# To do
Extract the lines from the one containing "the dog's hind" through the end of the listing below, inclusive, and reproduce them verbatim.
— start Records —
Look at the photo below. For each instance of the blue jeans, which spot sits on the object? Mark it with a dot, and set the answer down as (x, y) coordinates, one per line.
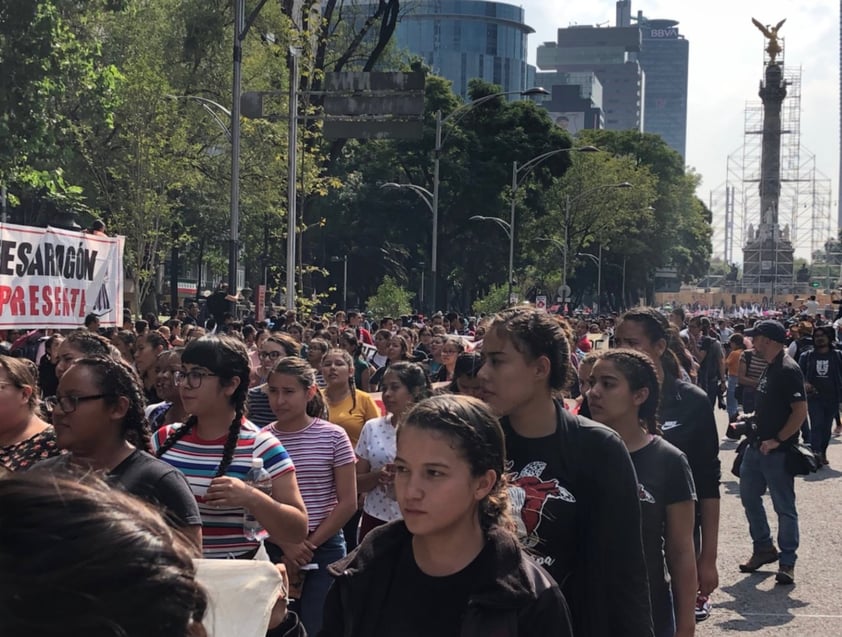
(756, 474)
(317, 582)
(731, 399)
(822, 414)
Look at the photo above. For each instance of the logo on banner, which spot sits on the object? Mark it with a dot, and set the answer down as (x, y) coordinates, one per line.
(51, 277)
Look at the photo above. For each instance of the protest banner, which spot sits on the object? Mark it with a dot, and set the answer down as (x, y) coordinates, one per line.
(53, 278)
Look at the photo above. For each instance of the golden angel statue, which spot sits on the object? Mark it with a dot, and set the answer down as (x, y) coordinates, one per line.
(771, 32)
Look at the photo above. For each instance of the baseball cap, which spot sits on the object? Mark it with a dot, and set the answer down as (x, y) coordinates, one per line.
(772, 330)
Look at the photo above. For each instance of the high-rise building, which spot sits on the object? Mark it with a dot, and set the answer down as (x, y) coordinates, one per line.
(611, 55)
(465, 39)
(642, 67)
(664, 56)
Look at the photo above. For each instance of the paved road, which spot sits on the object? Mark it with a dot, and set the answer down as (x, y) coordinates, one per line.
(753, 603)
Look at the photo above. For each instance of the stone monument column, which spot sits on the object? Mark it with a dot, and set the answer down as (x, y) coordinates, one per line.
(768, 253)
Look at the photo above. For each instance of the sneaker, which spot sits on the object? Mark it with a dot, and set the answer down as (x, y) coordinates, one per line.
(786, 574)
(759, 558)
(702, 608)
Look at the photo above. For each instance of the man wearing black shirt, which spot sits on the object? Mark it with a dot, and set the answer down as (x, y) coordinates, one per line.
(781, 408)
(822, 368)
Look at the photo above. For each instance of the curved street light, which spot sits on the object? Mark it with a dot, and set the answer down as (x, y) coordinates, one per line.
(454, 116)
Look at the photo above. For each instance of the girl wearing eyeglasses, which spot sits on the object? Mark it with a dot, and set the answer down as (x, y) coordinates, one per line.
(214, 449)
(99, 421)
(24, 437)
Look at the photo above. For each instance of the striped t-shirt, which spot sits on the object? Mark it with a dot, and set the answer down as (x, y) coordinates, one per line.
(198, 460)
(316, 451)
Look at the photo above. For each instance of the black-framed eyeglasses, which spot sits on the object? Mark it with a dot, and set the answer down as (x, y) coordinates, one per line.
(191, 379)
(68, 404)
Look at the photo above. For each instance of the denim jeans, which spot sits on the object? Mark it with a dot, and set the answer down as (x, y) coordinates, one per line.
(731, 399)
(822, 414)
(317, 582)
(756, 474)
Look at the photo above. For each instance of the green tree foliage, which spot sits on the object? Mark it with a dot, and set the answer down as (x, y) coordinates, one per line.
(494, 301)
(52, 79)
(390, 299)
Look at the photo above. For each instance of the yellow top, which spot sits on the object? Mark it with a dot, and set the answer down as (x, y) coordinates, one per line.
(352, 413)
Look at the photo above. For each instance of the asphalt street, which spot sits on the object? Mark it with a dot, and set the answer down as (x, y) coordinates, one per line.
(753, 603)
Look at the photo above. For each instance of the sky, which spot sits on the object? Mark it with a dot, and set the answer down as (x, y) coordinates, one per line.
(726, 65)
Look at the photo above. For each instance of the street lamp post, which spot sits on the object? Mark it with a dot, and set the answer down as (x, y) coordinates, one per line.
(428, 198)
(598, 260)
(344, 259)
(525, 169)
(454, 116)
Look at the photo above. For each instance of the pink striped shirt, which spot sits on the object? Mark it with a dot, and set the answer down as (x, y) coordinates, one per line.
(316, 451)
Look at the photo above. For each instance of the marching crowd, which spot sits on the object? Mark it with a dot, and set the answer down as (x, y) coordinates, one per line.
(521, 473)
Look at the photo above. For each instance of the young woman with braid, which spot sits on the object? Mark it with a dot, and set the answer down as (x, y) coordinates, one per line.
(324, 466)
(83, 344)
(98, 418)
(688, 423)
(349, 408)
(624, 394)
(453, 565)
(214, 449)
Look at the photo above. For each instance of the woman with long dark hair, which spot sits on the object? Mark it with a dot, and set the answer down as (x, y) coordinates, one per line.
(580, 518)
(99, 420)
(624, 395)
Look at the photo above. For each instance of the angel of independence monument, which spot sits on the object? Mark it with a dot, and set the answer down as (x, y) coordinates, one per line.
(768, 252)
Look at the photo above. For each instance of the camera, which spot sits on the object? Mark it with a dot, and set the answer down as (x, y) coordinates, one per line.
(741, 427)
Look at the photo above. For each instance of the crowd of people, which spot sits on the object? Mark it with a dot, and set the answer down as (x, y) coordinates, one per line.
(446, 475)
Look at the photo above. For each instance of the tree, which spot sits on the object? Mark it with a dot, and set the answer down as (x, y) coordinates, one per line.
(52, 78)
(390, 300)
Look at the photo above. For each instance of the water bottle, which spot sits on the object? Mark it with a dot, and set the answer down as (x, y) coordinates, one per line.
(260, 479)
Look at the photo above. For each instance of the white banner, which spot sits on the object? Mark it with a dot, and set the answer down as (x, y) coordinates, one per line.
(53, 278)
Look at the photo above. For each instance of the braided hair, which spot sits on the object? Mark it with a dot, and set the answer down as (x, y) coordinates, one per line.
(474, 432)
(639, 371)
(227, 357)
(115, 379)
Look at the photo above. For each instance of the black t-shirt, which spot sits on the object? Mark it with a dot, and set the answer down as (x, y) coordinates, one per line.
(149, 479)
(419, 605)
(822, 372)
(543, 505)
(781, 384)
(664, 478)
(689, 424)
(709, 369)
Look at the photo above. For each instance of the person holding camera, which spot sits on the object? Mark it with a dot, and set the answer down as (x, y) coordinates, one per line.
(781, 408)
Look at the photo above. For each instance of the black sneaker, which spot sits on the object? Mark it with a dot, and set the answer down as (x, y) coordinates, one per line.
(786, 574)
(758, 559)
(702, 608)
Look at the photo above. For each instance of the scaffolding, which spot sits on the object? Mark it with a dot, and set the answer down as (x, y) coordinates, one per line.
(805, 207)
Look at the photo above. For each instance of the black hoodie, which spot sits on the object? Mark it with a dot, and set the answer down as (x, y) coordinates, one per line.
(520, 599)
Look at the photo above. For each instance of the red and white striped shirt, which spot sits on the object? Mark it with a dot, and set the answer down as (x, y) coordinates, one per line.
(316, 451)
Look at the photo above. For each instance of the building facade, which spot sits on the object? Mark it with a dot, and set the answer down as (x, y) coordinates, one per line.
(664, 56)
(466, 39)
(611, 54)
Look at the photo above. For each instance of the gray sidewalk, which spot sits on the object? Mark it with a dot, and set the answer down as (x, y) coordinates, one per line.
(752, 602)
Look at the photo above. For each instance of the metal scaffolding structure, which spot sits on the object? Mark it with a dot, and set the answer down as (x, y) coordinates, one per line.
(805, 209)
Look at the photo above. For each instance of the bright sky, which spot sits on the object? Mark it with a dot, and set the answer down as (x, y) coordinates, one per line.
(726, 58)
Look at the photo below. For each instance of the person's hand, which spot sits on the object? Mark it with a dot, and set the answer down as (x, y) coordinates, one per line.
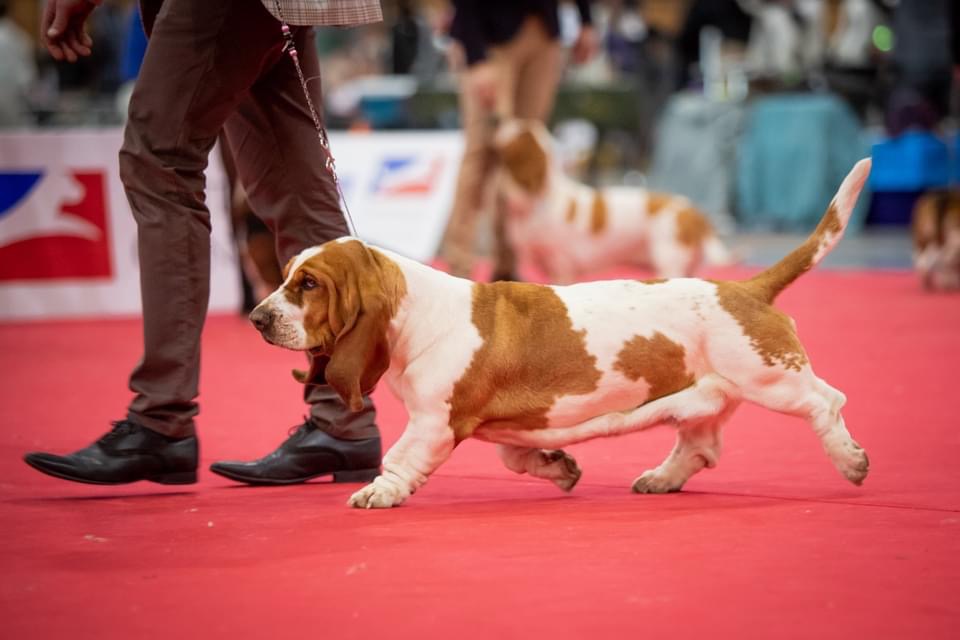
(62, 28)
(481, 81)
(586, 45)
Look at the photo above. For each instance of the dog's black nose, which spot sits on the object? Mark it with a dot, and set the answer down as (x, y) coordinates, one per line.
(261, 318)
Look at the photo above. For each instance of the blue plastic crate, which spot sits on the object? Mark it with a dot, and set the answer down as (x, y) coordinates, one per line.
(892, 207)
(955, 151)
(912, 162)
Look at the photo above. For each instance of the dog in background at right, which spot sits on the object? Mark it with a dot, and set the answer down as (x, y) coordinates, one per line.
(568, 229)
(936, 240)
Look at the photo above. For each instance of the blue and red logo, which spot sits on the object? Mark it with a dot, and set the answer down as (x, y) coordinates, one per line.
(407, 175)
(53, 225)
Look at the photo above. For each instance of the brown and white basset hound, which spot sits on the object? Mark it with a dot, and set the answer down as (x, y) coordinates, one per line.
(936, 239)
(534, 368)
(568, 229)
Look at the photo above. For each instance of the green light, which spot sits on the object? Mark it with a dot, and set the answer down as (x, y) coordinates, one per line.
(883, 38)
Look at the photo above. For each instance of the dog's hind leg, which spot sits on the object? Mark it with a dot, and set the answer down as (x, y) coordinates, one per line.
(805, 395)
(555, 465)
(698, 445)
— end Records —
# Response to this exercise
Look at the photo above. For each instance of the dog's hind leg, which spot sits on the object? Mark it with a dot, and set the answer down as (x, y) coordinates, one per line.
(805, 395)
(555, 465)
(698, 445)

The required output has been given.